TEXTO FUENTE >>
==*==
Pandemia
Siento tan lejanos los días en que las primeras noticias sobre el coronavirus comenzaron a salir. Lejanos en tiempo y en espacio. Eso pasaba en un universo muy distinto al mío.
Hace tres semanas que estoy trabajando desde casa. Los hijos hace más de un mes llevan sus clases en línea. Y fue hasta hoy que me cayó el veinte sobre el momento excepcional que estamos viviendo.
Tuve que salir al supermercado. En las puertas las indicaciones eran: entrar con cubrebocas, sólo una persona por familia, cuidar las distancias. Dentro de la tienda, el altavoz no dejaba de repetir recomendaciones sanitarias. Personal y clientes, irreconocibles tras su máscara (me pareció ver una compañera pero no pude estar segura). Y como un velo sobre todos, el miedo de estar cerca, la desconfianza. Precisamente esas emociones fueron las que me enfrentaron a una dimensión que no había podido percibir.
==*==
LOS DATOS >>
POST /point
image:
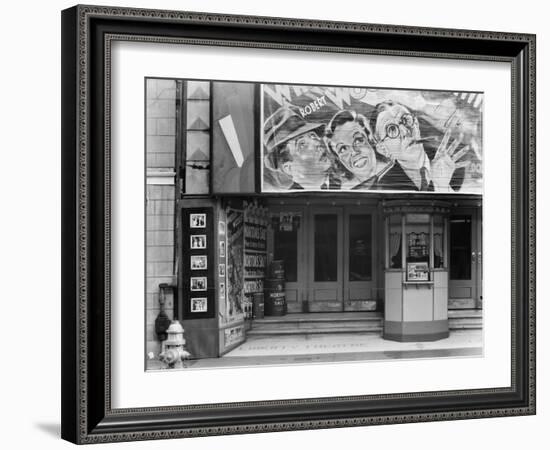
==*==
TAREA A >>
Traduce al inglés esta oración del texto sobre la pandemia: "Dentro de la tienda, el altavoz no dejaba de repetir recomendaciones sanitarias."
TAREA B >>
Retoma el texto sobre la pandemia y continúalo a partir de su última oración.

RESPUESTA A >>
Inside the store, the loudspeaker kept repeating health recommendations.

RESPUESTA B >>
Me preocupan las miradas desconfiadas. Me preocupa cómo la naturaleza de esta enfermedad nos lleva a avergonzar al que sale, a culpabilizar a quien la adquiere. Me preocupa cómo esto puede provocar que la gente que enferma oculte información que puede servir para rastrear el contagio.
Mañana debo salir de nuevo. Una vez a la semana debo presentarme en mi trabajo. No me da miedo hacerlo. Las condiciones de la planta son mucho mejores a las que tengo en casa. No sé cómo voy a hacer para traer el cubrebocas las ocho horas. La piel se me irrita y la respiración se me agita. Pero sobre todo, no sé cómo haré para dejar de emanar desconfianza.
Yo quiero decirles a mis compañerxs que me alejo no por miedo, sino porque los aprecio, porque los cuido.
¿Cómo se hace eso con el rostro cubierto?